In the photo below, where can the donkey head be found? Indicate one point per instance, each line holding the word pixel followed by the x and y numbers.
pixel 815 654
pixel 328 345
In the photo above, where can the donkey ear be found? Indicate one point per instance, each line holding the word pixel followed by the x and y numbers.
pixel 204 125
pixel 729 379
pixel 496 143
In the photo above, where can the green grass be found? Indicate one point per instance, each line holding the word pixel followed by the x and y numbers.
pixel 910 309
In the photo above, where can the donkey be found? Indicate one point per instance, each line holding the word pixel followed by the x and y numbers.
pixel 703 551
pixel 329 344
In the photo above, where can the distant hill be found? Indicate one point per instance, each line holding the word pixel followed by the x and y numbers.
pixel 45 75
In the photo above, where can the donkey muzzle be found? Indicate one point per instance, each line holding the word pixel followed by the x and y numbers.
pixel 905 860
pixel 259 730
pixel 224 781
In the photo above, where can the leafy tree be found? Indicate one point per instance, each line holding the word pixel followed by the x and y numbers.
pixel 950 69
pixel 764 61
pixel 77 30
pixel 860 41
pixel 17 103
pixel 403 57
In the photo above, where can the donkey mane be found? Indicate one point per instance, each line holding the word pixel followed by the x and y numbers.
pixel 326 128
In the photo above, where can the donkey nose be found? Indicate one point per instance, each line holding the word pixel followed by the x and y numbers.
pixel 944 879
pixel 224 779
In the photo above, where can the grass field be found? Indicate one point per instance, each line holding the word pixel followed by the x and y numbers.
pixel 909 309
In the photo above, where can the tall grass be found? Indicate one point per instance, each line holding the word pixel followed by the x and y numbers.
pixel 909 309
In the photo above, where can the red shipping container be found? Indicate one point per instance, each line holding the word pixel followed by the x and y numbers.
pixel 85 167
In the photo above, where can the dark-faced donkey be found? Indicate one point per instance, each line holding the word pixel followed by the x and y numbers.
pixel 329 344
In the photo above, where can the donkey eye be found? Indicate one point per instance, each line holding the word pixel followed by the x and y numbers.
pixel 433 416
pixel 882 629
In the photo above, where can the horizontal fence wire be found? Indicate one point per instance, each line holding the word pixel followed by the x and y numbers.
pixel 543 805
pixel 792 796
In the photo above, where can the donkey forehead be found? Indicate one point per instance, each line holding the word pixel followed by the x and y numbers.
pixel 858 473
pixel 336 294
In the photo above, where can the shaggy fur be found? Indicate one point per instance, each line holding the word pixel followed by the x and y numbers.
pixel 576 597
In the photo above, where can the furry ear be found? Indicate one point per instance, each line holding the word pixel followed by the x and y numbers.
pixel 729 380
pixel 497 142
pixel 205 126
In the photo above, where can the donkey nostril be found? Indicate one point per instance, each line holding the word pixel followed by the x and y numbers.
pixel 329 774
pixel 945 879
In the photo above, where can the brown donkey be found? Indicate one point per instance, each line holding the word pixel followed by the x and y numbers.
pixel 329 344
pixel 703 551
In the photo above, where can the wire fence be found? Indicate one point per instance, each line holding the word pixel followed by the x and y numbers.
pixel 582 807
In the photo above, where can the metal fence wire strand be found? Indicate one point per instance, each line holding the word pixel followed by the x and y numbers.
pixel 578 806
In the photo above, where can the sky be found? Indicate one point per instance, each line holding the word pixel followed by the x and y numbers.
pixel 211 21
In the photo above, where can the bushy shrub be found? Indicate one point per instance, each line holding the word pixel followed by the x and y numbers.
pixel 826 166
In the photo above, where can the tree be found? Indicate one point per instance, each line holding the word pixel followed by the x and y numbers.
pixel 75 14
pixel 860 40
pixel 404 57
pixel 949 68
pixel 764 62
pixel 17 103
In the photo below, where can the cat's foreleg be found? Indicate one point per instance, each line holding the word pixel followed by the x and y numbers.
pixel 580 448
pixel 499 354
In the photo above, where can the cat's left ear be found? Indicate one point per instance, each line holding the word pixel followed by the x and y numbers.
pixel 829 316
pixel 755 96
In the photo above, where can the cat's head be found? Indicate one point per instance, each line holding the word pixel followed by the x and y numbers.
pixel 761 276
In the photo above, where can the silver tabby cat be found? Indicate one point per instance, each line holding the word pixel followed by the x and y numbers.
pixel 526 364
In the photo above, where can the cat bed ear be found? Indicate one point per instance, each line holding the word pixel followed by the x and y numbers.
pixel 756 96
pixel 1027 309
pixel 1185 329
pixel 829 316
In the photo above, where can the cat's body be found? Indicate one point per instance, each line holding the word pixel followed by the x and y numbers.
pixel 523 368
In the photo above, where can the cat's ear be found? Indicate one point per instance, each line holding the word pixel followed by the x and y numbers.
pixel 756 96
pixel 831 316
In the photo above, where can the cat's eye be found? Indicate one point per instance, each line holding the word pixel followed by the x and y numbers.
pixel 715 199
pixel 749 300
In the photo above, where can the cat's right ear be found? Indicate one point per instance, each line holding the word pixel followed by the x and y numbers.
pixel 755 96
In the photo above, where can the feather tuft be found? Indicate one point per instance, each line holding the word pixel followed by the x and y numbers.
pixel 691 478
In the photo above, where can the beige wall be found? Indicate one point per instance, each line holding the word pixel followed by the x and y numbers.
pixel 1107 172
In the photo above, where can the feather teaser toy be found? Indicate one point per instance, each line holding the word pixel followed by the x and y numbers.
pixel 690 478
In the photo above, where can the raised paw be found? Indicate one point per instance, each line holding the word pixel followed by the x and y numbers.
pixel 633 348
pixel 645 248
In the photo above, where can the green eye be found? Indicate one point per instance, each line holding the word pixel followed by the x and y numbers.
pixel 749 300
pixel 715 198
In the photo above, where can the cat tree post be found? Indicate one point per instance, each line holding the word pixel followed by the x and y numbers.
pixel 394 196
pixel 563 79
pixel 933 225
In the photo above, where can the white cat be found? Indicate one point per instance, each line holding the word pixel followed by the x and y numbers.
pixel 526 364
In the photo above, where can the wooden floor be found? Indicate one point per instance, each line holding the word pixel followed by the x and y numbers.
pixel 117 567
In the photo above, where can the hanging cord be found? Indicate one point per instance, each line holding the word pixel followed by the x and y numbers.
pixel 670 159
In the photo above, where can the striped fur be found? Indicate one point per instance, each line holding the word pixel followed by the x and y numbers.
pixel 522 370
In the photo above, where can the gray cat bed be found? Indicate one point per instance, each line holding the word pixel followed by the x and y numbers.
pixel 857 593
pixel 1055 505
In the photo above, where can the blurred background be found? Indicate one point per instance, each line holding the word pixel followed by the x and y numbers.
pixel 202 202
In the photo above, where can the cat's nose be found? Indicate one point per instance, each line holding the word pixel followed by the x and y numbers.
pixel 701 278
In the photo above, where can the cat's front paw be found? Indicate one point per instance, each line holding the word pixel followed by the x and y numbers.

════════════════

Brief:
Please turn the data above into a numbered list with one line per item, leaving out the blank lines.

Result of this task:
1. In the photo below, where can the donkey head be found? Indicate one point per instance, each line holding the word pixel followed by the x and y numbers.
2. pixel 815 654
3. pixel 328 345
4. In the photo above, where can the donkey ear be found? Indicate one point per instance, each line holding the word pixel followed by the x and y numbers.
5. pixel 204 125
6. pixel 729 379
7. pixel 496 143
8. In the photo above, where can the green grass be found? Indicate one point per instance, each line holding the word pixel followed by the x and y numbers.
9. pixel 910 309
10. In the photo above, where can the donkey be found? Indicate one point per instance, each line holding the word pixel followed by the x and y numbers.
11. pixel 703 551
12. pixel 329 344
13. In the photo above, where can the distant hill be found? Indicate one point per instance, each line holding the word pixel followed by the x and y numbers.
14. pixel 45 75
15. In the photo above, where can the donkey muzzle be found? Indicate one point per instance, each line holding the word pixel followed by the x and y numbers.
16. pixel 905 860
17. pixel 259 730
18. pixel 224 781
19. In the photo above, where can the leafy tree be found? Indicate one point per instance, each line holding the word pixel followed by the x and y numbers.
20. pixel 950 69
21. pixel 764 61
22. pixel 77 30
23. pixel 860 41
24. pixel 17 103
25. pixel 403 57
26. In the photo above, where can the donkey mane be found? Indicate one point per instance, each line holding the word pixel followed by the x and y numbers.
27. pixel 326 128
28. In the photo above, where can the donkey nose be found? Indicate one point per instance, each line holding the word pixel followed by the x and y numbers.
29. pixel 944 879
30. pixel 224 779
31. In the photo above, where can the grass field be found? Indicate one point per instance, each line holding the word pixel followed by the x and y numbers.
32. pixel 909 309
33. In the photo above, where can the tall grass be found? Indicate one point per instance, each line holding the word pixel followed by the x and y numbers.
34. pixel 909 309
35. In the photo above, where can the red shipping container be found? Indicate one point per instance, each line holding the word pixel followed by the x and y numbers.
36. pixel 85 167
37. In the photo above, where can the dark-faced donkey be found? Indicate one point per instance, each line holding the word pixel followed by the x and y numbers.
38. pixel 329 344
39. In the photo above, where can the donkey eye be found? Indicate one point per instance, each line holding the word pixel followed by the x and y numbers.
40. pixel 433 416
41. pixel 882 629
42. In the photo above, where can the horizontal fence wire be found? Indicate one point per instance, each line holding the word pixel followed by the x and y numbers.
43. pixel 543 805
44. pixel 792 796
45. In the photo above, where can the donkey forehead be found? Indicate one point per instance, each line holding the word pixel followed by the x and y numbers.
46. pixel 858 473
47. pixel 336 294
48. In the photo above, where can the shaggy fur be found? Indicate one point per instance, each line holding the word pixel followed by the x and y numbers.
49. pixel 576 597
50. In the photo above, where can the furry ear be found? Indicate one point per instance, each line holding the word pixel followed by the x and y numbers.
51. pixel 729 380
52. pixel 497 142
53. pixel 205 126
54. In the photo above, where can the donkey nostril be found? Indicate one point per instance, each line holding the word pixel followed by the x and y numbers.
55. pixel 329 774
56. pixel 945 879
57. In the photo above, where can the brown donkey be found? Indicate one point per instance, each line holding the word pixel followed by the x and y numbers.
58. pixel 329 344
59. pixel 703 551
60. In the photo above, where can the wire fence be found? Indicate one point per instance, each line holding the word pixel followed by the x and y numbers.
61. pixel 582 807
62. In the photo above, where can the metal fence wire strand be found? Indicate one point per instance, each line holding the word pixel followed by the x and y numbers.
63. pixel 578 806
64. In the photo above, where can the sky be found? Indicate one point per instance, each line holding the word pixel followed by the x and y numbers.
65. pixel 211 21
66. In the photo above, where can the bushy shrub be found? Indicate one point per instance, each line holding the word pixel followed by the x and y numbers.
67. pixel 826 166
68. In the photo above, where can the tree be found? Indicate one point per instance, each line holding the word pixel followed by the x and y numbers.
69. pixel 75 14
70. pixel 860 40
71. pixel 404 57
72. pixel 949 68
73. pixel 764 62
74. pixel 17 103
75. In the photo below, where can the cat's foreleg be found? Indicate one point per instance, each line holding the word pixel followed by the x and y numbers.
76. pixel 580 448
77. pixel 499 354
78. In the photo above, where can the cat's left ear be found? Indicate one point per instance, each line holding the word pixel followed by the x and y numbers.
79. pixel 829 316
80. pixel 755 96
81. In the photo above, where can the cat's head be found? Indicate one point per instance, each line holding the word pixel followed by the x and y numbers.
82. pixel 761 276
83. In the photo above, where can the silver tabby cat be found? Indicate one point per instance, each line holding the word pixel followed by the x and y numbers.
84. pixel 526 364
85. In the photo above, where can the cat bed ear be found? Indicate one point per instance, each line holding the word pixel followed by the x and y numbers.
86. pixel 756 96
87. pixel 1027 309
88. pixel 1185 329
89. pixel 829 316
90. In the photo above, where can the cat's body be found? Indicate one point per instance, each line holding the word pixel followed by the x and y numbers.
91. pixel 523 368
92. In the photo above, where can the cat's ear be found? Indicate one point per instance, each line holding the word pixel followed by the x and y numbers.
93. pixel 756 96
94. pixel 831 316
95. In the photo above, where can the cat's eye be found? Indicate one point per instance, each line holding the word pixel followed by the x and y numbers.
96. pixel 715 199
97. pixel 749 300
98. In the photo above, where can the cat's right ear be found? Indicate one point per instance, each line holding the word pixel followed by the x and y numbers.
99. pixel 755 96
100. In the photo above, where can the feather tuft be found? Indicate one point per instance, each line holding the word pixel followed by the x and y numbers.
101. pixel 691 478
102. In the photo above, where can the beige wall be found? Indicate one point per instance, each line holding the word pixel followed by the x and y numbers.
103. pixel 1107 172
104. In the photo above, where can the feather teaser toy be found? Indicate one point per instance, each line holding the word pixel followed by the x and y numbers.
105. pixel 690 478
106. In the photo above, where can the raised paw be found? Indicate one point per instance, each line holding the word pixel followed by the x and y numbers.
107. pixel 633 348
108. pixel 645 248
109. In the photo above, where can the green eye be found? Indicate one point per instance, each line holding the word pixel followed by the x and y numbers.
110. pixel 749 300
111. pixel 715 198
112. In the photo above, where can the cat tree post be found? Indicate one point per instance, each line holding the word pixel followed by the x and y numbers.
113. pixel 394 196
114. pixel 563 79
115. pixel 933 225
116. In the photo above, where can the white cat be found? Indicate one point per instance, each line holding the word pixel followed by the x and y numbers.
117. pixel 526 364
118. In the photo above, where can the wooden floor be found? Indicate one point per instance, each line holding the word pixel followed by the x and y numbers.
119. pixel 117 567
120. In the photo above, where can the hanging cord be found? Indicate one point per instance, each line holding the word pixel followed by the x and y numbers.
121. pixel 670 159
122. In the photo above, where can the striped fur be found? Indicate one point per instance, each line holding the word pixel followed by the x and y numbers.
123. pixel 522 370
124. In the photo above, where can the gray cat bed be found? Indicate one point per instance, each line holding the word pixel followed by the x and y numbers.
125. pixel 857 593
126. pixel 1055 505
127. In the photo above, where can the blurred background be found? Indicate one point per instance, each line holding the word pixel followed by the x and y numbers.
128. pixel 202 202
129. In the photo above, where can the cat's nose be found? Indicate one point per instance, each line holding the word pixel followed by the x and y numbers.
130. pixel 701 278
131. In the photo above, where can the cat's front paw be found? Indicate one point per instance, each line holding the word pixel followed by the x and y numbers.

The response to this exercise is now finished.